Action item A
Copy the part of the news story on frozen bank deposits in Henan that starts at "BEIJING: Customers of" and ends at "by unidentified men.".
Action item B
Put this sentence from the news story on frozen bank deposits in Henan into Spanish: "Some depositors will now be able to get their money back, Henan’s provincial banking and insurance regulator said in a statement late on Monday."
Action item C
Carry the news story on frozen bank deposits in Henan forward from its last sentence.

━━ Excerpt provided ━━

BEIJING: Customers of rural Chinese banks whose withdrawals have been frozen will begin to get some of their money back on Friday (Jul 15), regulators said, after depositors clashed with authorities at a rare protest over the weekend.
China’s rural banking sector has been hit hard by Beijing’s efforts to rein in a property bubble and spiralling debt, in a financial crackdown that has had ripple effects across the world’s second-largest economy.
Four banks in Henan province have frozen all cash withdrawals since mid-April, leaving thousands of savers without funds and sparking sporadic demonstrations.
In one of the largest of such rallies, hundreds gathered on Sunday outside a branch of the People’s Bank of China in Henan’s capital Zhengzhou demanding their money, with protesters later complaining that they were assaulted by unidentified men.
Some depositors will now be able to get their money back, Henan’s provincial banking and insurance regulator said in a statement late on Monday.
Individual customers with deposits of up to 50,000 yuan (US$7,442) will be repaid starting from Friday, the regulator said, while arrangements for repaying others will be separately announced.
“Funds that are involved in illegal or criminal (activity) will temporarily not be repaid,” the regulator said.

━━━
━━ Data provided ━━

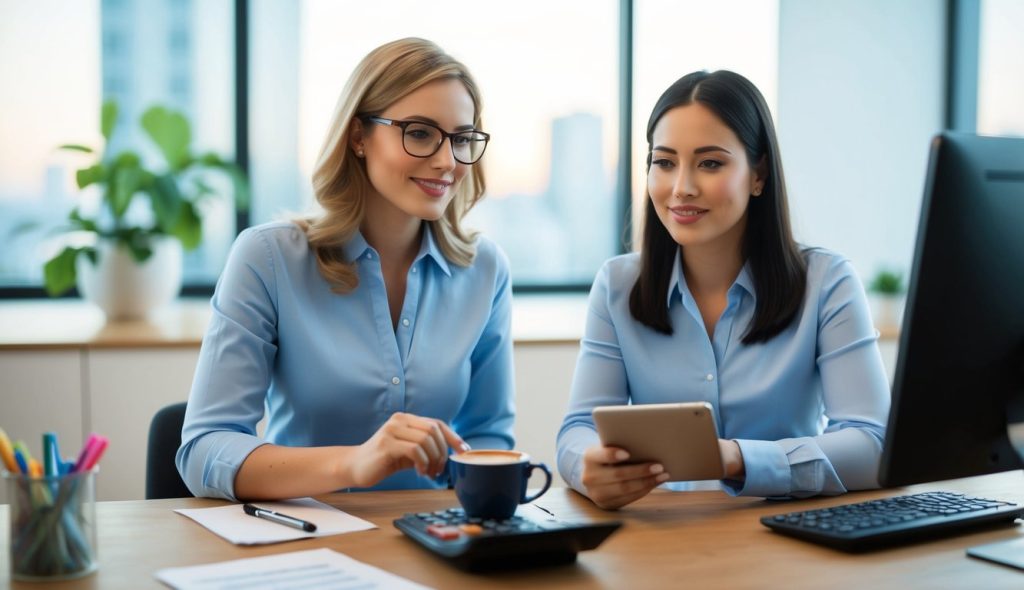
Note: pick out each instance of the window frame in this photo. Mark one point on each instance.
(962, 40)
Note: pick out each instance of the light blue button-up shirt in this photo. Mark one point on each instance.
(331, 369)
(808, 408)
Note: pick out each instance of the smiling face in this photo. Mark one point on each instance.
(404, 185)
(699, 180)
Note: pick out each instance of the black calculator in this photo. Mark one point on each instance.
(527, 539)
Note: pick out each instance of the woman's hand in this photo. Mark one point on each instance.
(732, 459)
(404, 440)
(611, 485)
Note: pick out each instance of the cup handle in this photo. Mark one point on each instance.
(547, 481)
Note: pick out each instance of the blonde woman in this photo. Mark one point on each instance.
(377, 333)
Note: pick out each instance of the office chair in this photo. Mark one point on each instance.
(162, 478)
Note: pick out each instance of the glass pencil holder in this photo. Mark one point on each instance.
(52, 525)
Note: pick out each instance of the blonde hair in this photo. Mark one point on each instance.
(340, 181)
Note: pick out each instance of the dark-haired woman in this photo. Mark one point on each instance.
(721, 305)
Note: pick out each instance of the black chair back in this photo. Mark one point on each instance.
(162, 478)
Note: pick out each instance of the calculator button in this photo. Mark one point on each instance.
(443, 533)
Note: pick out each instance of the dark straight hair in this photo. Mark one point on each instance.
(778, 268)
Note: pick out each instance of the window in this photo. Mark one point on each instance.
(57, 61)
(551, 83)
(1000, 86)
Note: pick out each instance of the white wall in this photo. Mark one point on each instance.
(860, 93)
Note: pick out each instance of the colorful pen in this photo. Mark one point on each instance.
(51, 456)
(94, 452)
(7, 453)
(84, 453)
(23, 465)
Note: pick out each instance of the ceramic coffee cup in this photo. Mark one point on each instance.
(493, 483)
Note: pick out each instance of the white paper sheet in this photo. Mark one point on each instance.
(232, 523)
(315, 569)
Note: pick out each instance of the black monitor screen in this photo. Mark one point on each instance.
(961, 363)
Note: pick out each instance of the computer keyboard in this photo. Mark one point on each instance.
(890, 520)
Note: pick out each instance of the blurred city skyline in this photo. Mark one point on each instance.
(551, 106)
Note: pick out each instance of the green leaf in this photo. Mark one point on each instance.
(58, 272)
(188, 227)
(239, 180)
(128, 158)
(139, 248)
(126, 182)
(82, 223)
(109, 118)
(86, 176)
(166, 200)
(170, 131)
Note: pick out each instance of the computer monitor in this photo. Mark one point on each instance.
(960, 374)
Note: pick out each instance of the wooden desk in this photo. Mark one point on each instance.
(698, 540)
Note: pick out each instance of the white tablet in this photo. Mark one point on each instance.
(680, 436)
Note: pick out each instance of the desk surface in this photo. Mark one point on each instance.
(702, 539)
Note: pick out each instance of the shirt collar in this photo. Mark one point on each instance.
(677, 284)
(428, 247)
(357, 246)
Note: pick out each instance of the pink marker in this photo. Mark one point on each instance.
(80, 462)
(95, 453)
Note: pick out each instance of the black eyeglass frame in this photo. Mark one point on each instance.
(402, 124)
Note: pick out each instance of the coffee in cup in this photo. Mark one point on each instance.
(493, 483)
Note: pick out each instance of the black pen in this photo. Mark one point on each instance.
(279, 517)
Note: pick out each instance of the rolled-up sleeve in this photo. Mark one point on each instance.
(599, 380)
(485, 420)
(856, 399)
(233, 372)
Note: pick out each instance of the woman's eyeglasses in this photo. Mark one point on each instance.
(423, 139)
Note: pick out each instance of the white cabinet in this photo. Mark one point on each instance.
(41, 391)
(125, 388)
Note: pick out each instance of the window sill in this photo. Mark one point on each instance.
(42, 324)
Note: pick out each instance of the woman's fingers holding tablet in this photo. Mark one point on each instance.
(612, 483)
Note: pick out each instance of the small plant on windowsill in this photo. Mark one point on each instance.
(888, 290)
(131, 266)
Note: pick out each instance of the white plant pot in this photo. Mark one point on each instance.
(887, 310)
(125, 289)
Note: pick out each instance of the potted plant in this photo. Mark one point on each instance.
(887, 288)
(132, 263)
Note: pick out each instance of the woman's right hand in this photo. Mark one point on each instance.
(611, 485)
(404, 440)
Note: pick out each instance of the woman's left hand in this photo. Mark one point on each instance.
(732, 459)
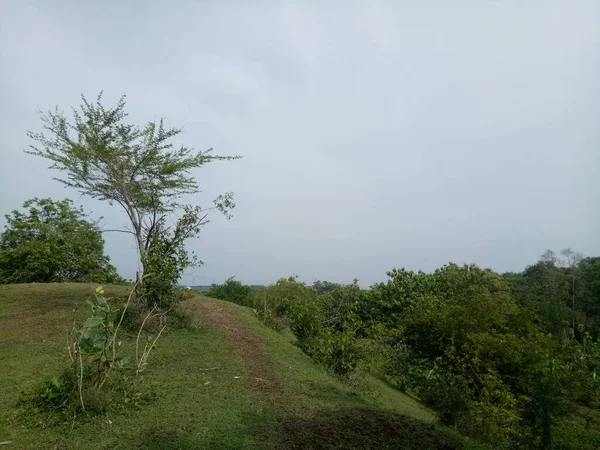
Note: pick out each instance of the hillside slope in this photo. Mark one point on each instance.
(229, 383)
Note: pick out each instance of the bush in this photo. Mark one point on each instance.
(273, 303)
(99, 372)
(328, 328)
(233, 291)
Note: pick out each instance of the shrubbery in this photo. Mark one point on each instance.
(233, 291)
(102, 372)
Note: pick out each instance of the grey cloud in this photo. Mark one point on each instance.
(373, 136)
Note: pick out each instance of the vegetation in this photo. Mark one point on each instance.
(141, 170)
(246, 388)
(507, 359)
(233, 291)
(53, 241)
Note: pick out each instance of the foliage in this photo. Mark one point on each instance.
(140, 169)
(274, 303)
(233, 291)
(98, 364)
(166, 258)
(53, 241)
(460, 340)
(324, 286)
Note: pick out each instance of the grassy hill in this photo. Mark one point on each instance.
(227, 383)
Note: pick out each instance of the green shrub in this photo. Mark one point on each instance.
(233, 291)
(99, 372)
(274, 302)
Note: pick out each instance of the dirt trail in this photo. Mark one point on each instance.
(259, 370)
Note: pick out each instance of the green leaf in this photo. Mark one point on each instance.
(93, 321)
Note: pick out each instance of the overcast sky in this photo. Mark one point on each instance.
(393, 134)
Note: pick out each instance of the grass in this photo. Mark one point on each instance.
(208, 391)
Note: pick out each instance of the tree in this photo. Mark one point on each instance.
(324, 286)
(140, 169)
(572, 260)
(52, 241)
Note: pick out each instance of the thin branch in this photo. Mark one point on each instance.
(117, 231)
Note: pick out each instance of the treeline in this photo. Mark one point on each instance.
(512, 360)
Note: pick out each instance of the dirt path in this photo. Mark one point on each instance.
(259, 370)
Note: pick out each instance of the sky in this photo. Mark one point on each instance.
(374, 135)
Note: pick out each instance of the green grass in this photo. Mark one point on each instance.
(195, 408)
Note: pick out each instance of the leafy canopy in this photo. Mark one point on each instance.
(52, 241)
(105, 157)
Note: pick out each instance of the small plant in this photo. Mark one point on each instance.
(99, 368)
(233, 291)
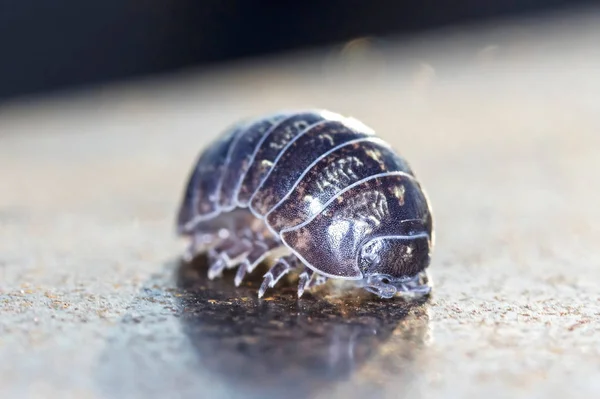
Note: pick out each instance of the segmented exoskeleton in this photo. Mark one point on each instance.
(323, 187)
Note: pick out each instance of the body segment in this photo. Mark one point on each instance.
(340, 200)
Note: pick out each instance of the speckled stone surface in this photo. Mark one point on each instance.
(501, 124)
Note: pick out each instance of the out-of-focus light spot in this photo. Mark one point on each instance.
(488, 53)
(424, 74)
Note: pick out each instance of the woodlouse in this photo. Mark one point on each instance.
(319, 185)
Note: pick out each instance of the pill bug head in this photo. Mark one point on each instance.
(378, 232)
(388, 262)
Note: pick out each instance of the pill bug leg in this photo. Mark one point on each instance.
(279, 269)
(309, 279)
(260, 250)
(227, 254)
(199, 242)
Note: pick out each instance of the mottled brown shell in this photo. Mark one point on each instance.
(340, 199)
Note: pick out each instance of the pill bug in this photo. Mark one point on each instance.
(321, 187)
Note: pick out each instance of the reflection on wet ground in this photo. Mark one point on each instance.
(280, 345)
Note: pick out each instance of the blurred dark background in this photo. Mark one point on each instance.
(49, 45)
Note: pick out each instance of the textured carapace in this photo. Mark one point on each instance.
(340, 201)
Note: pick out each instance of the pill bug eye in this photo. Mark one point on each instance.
(323, 187)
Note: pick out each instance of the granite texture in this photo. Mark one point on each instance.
(500, 123)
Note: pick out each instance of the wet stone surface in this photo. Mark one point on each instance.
(284, 346)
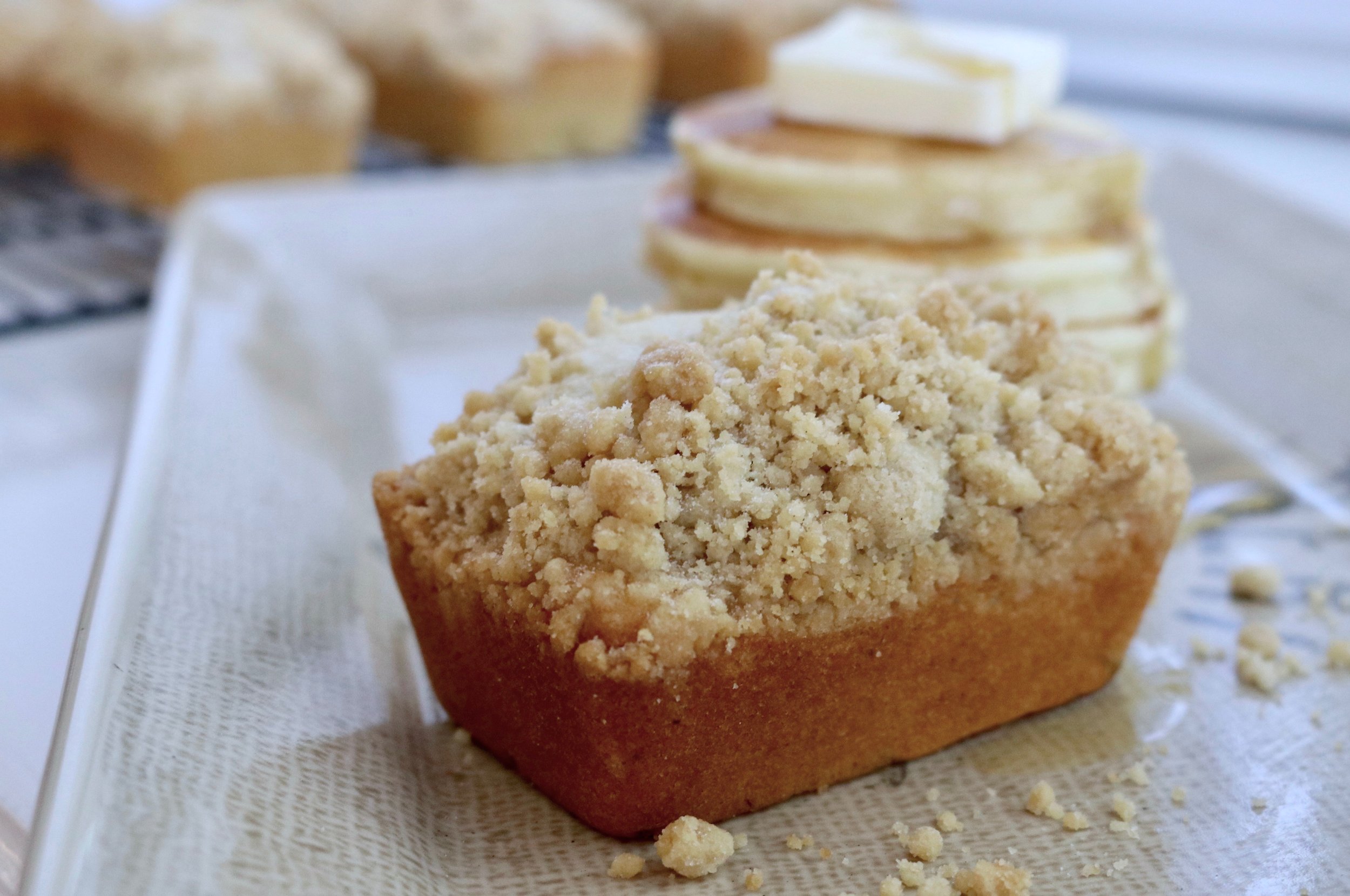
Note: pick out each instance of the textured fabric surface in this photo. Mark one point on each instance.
(273, 732)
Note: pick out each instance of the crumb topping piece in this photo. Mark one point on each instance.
(627, 865)
(912, 873)
(694, 848)
(1254, 582)
(206, 61)
(925, 844)
(994, 879)
(828, 452)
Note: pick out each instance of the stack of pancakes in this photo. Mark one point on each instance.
(1055, 211)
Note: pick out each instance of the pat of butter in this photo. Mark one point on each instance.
(875, 71)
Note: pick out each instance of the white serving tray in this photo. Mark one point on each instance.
(365, 311)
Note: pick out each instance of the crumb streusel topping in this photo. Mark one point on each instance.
(485, 41)
(206, 61)
(825, 454)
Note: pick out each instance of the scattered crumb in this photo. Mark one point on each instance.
(627, 865)
(1136, 775)
(912, 873)
(1319, 598)
(1260, 637)
(1254, 582)
(693, 848)
(1041, 798)
(935, 887)
(925, 844)
(1338, 654)
(948, 824)
(1202, 651)
(994, 879)
(1259, 673)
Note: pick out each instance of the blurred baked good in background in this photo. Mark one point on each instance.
(500, 80)
(709, 46)
(204, 91)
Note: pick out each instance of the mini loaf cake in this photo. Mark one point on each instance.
(206, 91)
(28, 30)
(500, 80)
(694, 565)
(708, 46)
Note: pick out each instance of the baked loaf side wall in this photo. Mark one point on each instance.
(778, 716)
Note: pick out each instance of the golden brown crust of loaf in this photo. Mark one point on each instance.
(782, 714)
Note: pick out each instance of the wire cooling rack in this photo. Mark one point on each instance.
(68, 255)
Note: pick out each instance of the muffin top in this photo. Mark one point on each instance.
(206, 61)
(824, 454)
(484, 41)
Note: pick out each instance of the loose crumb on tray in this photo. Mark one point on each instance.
(627, 865)
(925, 844)
(694, 848)
(1254, 582)
(912, 873)
(994, 879)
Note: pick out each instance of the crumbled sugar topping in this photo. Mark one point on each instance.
(912, 873)
(694, 848)
(948, 824)
(925, 844)
(1261, 639)
(935, 887)
(1338, 654)
(206, 61)
(1041, 800)
(627, 865)
(1254, 582)
(828, 452)
(481, 41)
(994, 879)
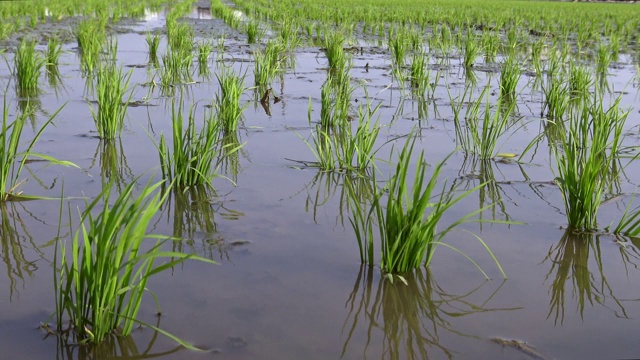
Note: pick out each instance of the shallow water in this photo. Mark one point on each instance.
(289, 283)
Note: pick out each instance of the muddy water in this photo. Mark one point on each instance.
(289, 283)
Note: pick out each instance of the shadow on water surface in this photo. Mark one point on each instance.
(14, 242)
(570, 261)
(113, 347)
(192, 213)
(414, 318)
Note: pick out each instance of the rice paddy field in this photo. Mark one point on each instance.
(319, 179)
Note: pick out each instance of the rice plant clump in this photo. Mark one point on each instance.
(589, 152)
(408, 220)
(101, 279)
(195, 155)
(111, 87)
(28, 64)
(227, 100)
(13, 159)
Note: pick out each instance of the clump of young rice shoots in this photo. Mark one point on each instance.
(153, 43)
(12, 157)
(589, 151)
(490, 42)
(472, 48)
(112, 85)
(334, 49)
(91, 36)
(195, 154)
(408, 218)
(27, 63)
(420, 75)
(479, 135)
(100, 280)
(266, 68)
(398, 46)
(204, 50)
(227, 100)
(557, 97)
(509, 76)
(341, 148)
(254, 32)
(580, 83)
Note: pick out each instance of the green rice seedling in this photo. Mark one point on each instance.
(334, 49)
(340, 148)
(254, 32)
(399, 46)
(629, 224)
(195, 154)
(288, 35)
(54, 50)
(204, 50)
(588, 153)
(509, 76)
(111, 87)
(91, 36)
(227, 99)
(407, 221)
(557, 97)
(12, 159)
(580, 83)
(603, 59)
(265, 69)
(180, 38)
(27, 63)
(472, 48)
(175, 70)
(420, 76)
(479, 135)
(100, 281)
(153, 42)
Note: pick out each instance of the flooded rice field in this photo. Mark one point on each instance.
(289, 283)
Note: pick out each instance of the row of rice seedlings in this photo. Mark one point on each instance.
(289, 35)
(421, 87)
(12, 158)
(101, 279)
(490, 43)
(603, 59)
(204, 50)
(334, 49)
(335, 98)
(588, 153)
(91, 37)
(28, 63)
(54, 50)
(398, 46)
(254, 32)
(195, 155)
(407, 219)
(340, 148)
(227, 100)
(175, 69)
(472, 48)
(479, 135)
(153, 43)
(180, 37)
(557, 97)
(267, 65)
(111, 85)
(510, 74)
(580, 83)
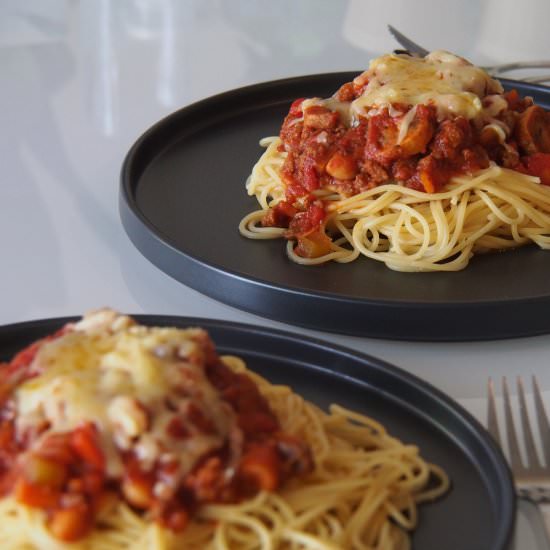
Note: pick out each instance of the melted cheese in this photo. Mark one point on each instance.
(132, 381)
(452, 84)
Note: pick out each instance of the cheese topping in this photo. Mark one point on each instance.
(133, 381)
(450, 83)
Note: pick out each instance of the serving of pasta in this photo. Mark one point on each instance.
(419, 163)
(116, 435)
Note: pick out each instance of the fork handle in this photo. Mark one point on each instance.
(544, 509)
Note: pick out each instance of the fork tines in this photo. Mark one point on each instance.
(533, 464)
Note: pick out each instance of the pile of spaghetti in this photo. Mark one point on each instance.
(115, 435)
(418, 163)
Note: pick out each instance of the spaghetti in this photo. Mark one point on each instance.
(415, 164)
(361, 490)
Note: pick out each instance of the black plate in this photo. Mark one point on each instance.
(183, 195)
(478, 513)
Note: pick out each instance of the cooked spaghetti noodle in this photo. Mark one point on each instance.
(411, 230)
(362, 492)
(420, 180)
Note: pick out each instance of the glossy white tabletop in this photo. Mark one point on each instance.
(81, 80)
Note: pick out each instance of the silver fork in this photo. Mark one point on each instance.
(494, 70)
(532, 476)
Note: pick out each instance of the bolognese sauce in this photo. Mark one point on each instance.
(108, 410)
(417, 122)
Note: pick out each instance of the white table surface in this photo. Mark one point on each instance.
(81, 80)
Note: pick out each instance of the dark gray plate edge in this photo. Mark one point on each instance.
(394, 320)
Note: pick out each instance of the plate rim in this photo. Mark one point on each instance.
(155, 244)
(508, 506)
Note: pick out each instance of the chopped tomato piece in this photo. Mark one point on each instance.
(314, 245)
(71, 523)
(420, 132)
(262, 464)
(539, 165)
(85, 443)
(533, 130)
(36, 495)
(342, 167)
(41, 471)
(296, 108)
(306, 222)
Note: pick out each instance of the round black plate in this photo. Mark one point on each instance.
(183, 195)
(478, 513)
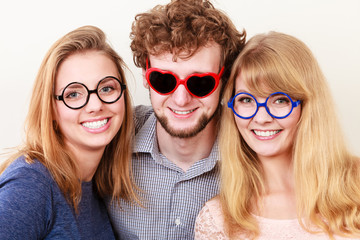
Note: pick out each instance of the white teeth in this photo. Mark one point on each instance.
(183, 112)
(96, 124)
(266, 133)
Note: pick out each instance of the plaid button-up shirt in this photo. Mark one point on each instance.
(171, 197)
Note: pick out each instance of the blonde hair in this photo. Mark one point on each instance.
(326, 175)
(184, 26)
(45, 142)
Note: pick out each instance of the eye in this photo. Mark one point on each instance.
(106, 89)
(282, 101)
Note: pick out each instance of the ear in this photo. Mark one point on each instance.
(145, 83)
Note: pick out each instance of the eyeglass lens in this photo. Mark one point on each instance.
(279, 105)
(76, 95)
(165, 83)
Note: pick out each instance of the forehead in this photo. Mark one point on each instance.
(86, 67)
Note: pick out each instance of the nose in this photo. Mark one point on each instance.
(181, 96)
(94, 104)
(262, 116)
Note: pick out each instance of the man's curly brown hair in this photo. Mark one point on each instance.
(183, 26)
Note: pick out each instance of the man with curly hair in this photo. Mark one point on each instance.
(186, 49)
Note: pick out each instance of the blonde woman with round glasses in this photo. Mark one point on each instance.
(285, 170)
(78, 145)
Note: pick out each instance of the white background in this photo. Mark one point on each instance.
(331, 28)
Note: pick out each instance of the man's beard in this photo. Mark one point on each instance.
(201, 124)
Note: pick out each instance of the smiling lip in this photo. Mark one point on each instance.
(182, 113)
(96, 126)
(266, 135)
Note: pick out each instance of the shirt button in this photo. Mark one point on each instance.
(177, 221)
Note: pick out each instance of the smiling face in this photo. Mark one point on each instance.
(265, 135)
(180, 113)
(92, 127)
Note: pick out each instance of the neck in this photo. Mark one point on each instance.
(278, 173)
(184, 152)
(279, 201)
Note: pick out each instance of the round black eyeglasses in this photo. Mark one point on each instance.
(76, 95)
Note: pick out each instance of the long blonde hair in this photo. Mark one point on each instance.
(327, 178)
(44, 140)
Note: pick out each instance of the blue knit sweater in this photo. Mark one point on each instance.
(33, 207)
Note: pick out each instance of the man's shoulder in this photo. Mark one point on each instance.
(141, 115)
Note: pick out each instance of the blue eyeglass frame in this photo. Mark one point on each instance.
(61, 97)
(258, 105)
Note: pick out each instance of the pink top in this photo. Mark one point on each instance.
(210, 225)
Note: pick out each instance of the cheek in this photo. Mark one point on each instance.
(291, 122)
(118, 108)
(65, 118)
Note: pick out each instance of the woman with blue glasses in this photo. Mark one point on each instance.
(285, 169)
(77, 148)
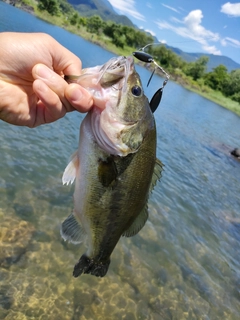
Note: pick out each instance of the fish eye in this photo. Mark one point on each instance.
(136, 91)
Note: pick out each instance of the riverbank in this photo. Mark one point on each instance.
(177, 75)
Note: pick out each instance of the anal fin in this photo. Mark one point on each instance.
(91, 266)
(157, 174)
(70, 172)
(137, 224)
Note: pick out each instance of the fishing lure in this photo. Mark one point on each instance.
(147, 58)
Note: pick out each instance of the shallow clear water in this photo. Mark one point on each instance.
(184, 264)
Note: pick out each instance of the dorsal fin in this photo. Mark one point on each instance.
(71, 230)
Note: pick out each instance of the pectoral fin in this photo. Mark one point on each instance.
(72, 231)
(137, 224)
(70, 172)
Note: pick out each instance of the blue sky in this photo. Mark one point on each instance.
(207, 26)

━━━

Exercise response A
BEIJING: Customers of rural Chinese banks whose withdrawals have been frozen will begin to get some of their money back on Friday (Jul 15), regulators said, after depositors clashed with authorities at a rare protest over the weekend.
China’s rural banking sector has been hit hard by Beijing’s efforts to rein in a property bubble and spiralling debt, in a financial crackdown that has had ripple effects across the world’s second-largest economy.
Four banks in Henan province have frozen all cash withdrawals since mid-April, leaving thousands of savers without funds and sparking sporadic demonstrations.
In one of the largest of such rallies, hundreds gathered on Sunday outside a branch of the People’s Bank of China in Henan’s capital Zhengzhou demanding their money, with protesters later complaining that they were assaulted by unidentified men.

Exercise response B
Algunos depositantes podrán ahora recuperar su dinero, dijo el regulador provincial de banca y seguros de Henan en un comunicado a última hora del lunes.

Exercise response C
The announcement came a day after local police said it had arrested members of a “criminal gang” accused of taking over local banks and making illegal transfers through fictitious loans.
Protests are rare in tightly controlled China, where authorities enforce social stability at all costs and opposition is swiftly repressed.
But desperate citizens have occasionally succeeded in organising mass gatherings, usually when their targets are local governments or individual corporations.
Some of Sunday’s demonstrators accused officials of colluding with local banks to suppress rallies.
Provincial authorities were suspected last month of abusing the country’s mandatory COVID-19 health code to effectively bar protesters from public spaces.
The pass has become a ubiquitous part of life in China under Beijing’s strict zero-COVID strategy, and is required to access the vast majority of buildings, shopping centres, public places and also certain public transport.